## TASKS TO CARRY OUT
[1] Why does the author of the passage on India's thorium reactor support going the thorium route? Answer in one to three sentences.
[2] Answer these questions from the passage on India's thorium reactor:
(a) Who announced the development of the Advance Heavy Water Reactor, and on what date?
(b) What capacity does that reactor have?
(c) How many days did BHEL take to manufacture the first PHWR steam generator?
[3] Proceed with the passage on India's thorium reactor from the point where it stops.

## EXTRACTED TEXT

+++

Nuclear Power Corporation of India Ltd.,Technical Director S A Bharadwaj announced on 12 March that they have developed the first of its kind Advance Heavy Water Reactor(AHWR) of 300 MW capacity for thorium utilization. This design would of course go through the regulatory mill of the Atomic Energy Regulatory Board. The conventional path of using Uranium 235 has strict limitations since India has very limited reserves of uranium and import even after we signed the Test Ban Treaty are less difficult but clearly a part of global power play. I have been a supporter of going the thorium route since we have almost unlimited reserves of thorium and as I showed in my Fuel for Power extensively used lecture this is the only way of completing the energy cycle. Its initial costs would in financial terms be higher but these would come down. Placid Rodrigues who had developed the first experimental reactor working on the thorium route,in September 3003,when asked on the economics gave the example the present author gave him of the cost of the steam generator for the PHWR manufactured by BHEL was brought down in a dispute between BHEL and NPCIL. BHEL took 1,679 days to manufacture the first PHWR steam generator,the manufacturing time of the eighth steam generator came down to 258 In many regions in India nuclear power after the initial front up costs are met would be a viable option economically if transportation and other costs are accounted and could be a part of business like cooperation options.

+++

(Recorded data)
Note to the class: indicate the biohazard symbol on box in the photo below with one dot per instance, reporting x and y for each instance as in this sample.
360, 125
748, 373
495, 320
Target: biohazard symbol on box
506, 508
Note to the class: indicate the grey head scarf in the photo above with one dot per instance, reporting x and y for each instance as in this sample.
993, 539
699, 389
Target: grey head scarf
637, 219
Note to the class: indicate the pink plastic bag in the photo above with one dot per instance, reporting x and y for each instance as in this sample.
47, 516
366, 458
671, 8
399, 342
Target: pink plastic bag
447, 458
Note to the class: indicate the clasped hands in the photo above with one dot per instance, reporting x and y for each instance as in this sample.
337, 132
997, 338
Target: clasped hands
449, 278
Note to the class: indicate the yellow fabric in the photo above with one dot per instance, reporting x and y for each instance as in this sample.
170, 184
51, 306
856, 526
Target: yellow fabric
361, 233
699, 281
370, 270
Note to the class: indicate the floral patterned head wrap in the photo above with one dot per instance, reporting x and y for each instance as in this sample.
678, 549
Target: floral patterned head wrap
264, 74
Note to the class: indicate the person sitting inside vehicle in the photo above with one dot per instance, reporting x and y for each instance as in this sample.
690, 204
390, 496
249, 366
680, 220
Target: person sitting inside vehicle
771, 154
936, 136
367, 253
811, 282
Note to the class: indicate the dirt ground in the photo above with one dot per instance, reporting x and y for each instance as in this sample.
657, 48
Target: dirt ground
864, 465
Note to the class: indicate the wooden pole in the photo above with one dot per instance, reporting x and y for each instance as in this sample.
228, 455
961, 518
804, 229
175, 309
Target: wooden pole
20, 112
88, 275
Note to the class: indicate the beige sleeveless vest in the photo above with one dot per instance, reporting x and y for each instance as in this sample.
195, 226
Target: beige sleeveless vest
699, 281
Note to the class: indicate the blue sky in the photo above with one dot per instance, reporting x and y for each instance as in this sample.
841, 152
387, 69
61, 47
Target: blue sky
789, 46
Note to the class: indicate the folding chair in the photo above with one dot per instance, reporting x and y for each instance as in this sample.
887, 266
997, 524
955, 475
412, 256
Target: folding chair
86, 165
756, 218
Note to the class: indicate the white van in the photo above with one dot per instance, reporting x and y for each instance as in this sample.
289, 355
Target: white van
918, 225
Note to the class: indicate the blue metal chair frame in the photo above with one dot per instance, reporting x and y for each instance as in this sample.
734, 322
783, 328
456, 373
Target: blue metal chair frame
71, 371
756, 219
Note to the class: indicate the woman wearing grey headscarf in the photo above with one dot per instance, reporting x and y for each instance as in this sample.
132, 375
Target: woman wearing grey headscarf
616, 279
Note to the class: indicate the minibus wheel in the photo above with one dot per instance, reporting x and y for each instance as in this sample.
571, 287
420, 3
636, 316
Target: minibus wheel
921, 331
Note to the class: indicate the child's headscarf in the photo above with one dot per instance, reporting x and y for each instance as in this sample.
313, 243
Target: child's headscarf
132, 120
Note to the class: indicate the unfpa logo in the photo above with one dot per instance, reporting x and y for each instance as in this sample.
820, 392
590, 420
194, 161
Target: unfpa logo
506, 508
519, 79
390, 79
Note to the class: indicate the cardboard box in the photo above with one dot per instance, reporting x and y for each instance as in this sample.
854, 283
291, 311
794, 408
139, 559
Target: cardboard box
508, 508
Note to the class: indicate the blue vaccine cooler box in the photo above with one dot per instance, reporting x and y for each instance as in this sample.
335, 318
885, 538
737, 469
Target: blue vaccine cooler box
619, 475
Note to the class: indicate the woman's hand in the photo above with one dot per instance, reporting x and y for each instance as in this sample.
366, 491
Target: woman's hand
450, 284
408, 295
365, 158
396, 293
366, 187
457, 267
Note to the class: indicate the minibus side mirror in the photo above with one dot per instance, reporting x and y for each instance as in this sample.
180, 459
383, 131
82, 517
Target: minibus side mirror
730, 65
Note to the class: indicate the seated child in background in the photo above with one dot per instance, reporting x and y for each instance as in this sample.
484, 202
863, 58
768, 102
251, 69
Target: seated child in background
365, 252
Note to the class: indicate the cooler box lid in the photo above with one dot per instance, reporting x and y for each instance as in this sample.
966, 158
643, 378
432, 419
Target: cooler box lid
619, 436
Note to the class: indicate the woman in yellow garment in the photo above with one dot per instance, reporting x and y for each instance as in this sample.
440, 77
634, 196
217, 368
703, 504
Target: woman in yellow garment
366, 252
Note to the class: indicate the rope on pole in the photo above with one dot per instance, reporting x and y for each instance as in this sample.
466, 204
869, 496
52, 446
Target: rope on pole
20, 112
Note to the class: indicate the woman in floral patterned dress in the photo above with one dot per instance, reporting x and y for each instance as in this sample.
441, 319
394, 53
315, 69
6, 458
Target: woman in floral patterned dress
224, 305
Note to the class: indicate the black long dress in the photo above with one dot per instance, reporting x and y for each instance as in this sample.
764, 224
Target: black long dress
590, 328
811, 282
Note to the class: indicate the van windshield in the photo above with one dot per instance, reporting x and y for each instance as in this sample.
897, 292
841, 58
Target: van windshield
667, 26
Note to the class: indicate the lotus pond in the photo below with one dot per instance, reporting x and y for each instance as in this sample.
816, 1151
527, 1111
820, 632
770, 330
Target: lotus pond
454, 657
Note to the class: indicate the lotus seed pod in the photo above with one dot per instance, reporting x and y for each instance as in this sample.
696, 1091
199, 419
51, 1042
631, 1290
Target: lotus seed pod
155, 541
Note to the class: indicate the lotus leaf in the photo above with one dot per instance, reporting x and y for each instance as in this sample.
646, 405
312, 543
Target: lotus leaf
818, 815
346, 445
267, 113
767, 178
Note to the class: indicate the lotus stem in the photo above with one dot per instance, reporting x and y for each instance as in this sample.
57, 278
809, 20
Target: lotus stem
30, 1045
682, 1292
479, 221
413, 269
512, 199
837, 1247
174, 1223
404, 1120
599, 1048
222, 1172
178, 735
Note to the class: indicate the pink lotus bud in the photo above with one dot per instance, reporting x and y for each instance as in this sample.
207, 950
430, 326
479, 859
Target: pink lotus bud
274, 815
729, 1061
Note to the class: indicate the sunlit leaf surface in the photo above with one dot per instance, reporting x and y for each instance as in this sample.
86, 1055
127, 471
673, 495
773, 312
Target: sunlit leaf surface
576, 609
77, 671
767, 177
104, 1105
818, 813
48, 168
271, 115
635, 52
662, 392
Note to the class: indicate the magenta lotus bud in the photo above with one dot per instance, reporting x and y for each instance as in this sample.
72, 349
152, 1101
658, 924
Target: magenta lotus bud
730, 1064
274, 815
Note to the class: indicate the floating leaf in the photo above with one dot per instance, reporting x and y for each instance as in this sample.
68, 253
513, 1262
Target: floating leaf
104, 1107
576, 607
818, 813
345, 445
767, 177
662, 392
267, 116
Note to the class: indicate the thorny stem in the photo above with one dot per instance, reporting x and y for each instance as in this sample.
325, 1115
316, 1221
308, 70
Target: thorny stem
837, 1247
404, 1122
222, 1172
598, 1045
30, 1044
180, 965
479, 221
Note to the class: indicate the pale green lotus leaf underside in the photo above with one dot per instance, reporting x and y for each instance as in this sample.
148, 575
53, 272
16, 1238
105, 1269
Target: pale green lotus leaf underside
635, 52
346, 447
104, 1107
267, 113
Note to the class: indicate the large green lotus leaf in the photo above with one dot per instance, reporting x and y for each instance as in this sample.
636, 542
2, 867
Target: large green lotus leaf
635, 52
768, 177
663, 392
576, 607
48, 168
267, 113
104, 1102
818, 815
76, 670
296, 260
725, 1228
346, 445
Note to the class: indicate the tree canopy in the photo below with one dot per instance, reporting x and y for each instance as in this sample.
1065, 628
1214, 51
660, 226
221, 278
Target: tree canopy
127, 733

+++

## RESPONSES TO THE EXERCISE
[1] The author supports the thorium route because India has almost unlimited reserves of thorium. The author also calls it the only way of completing the energy cycle, as shown in the author's Fuel for Power lecture.

[2]
(a) S A Bharadwaj, Technical Director of Nuclear Power Corporation of India Ltd., announced it on 12 March.
(b) 300 MW.
(c) 1,679 days.

[3]
This experimental reactor on the thorium route,Kamini was developed at the Indira Gandhi Centre for Atomic Research(IGCAR) at Kalpakkam and was a major achievement of Indian technology since nobody else was interested in thorium based technology. It is only in this country that achievements of this kind are swept under the carpet while all kind of so called innovators hold the two minute byte on the screen. The IGCAR celebrated in 2010 the silver jubilee of the operation of the Fast Breeder Test Reactor. They also showcased the progress in designing Fast Breeder Reactors with improved economy,safety and higher fuel burn ups They had also commissioned a state of the art Training Simulator of the Prototype Fast Breeder Reactor,a milestone for India.
After Fukushima the debates are going to get more brittle in the days ahead and as Karnik has pointed out in the Space case we need a sense of balance on these issues of the highest importance to Indias future.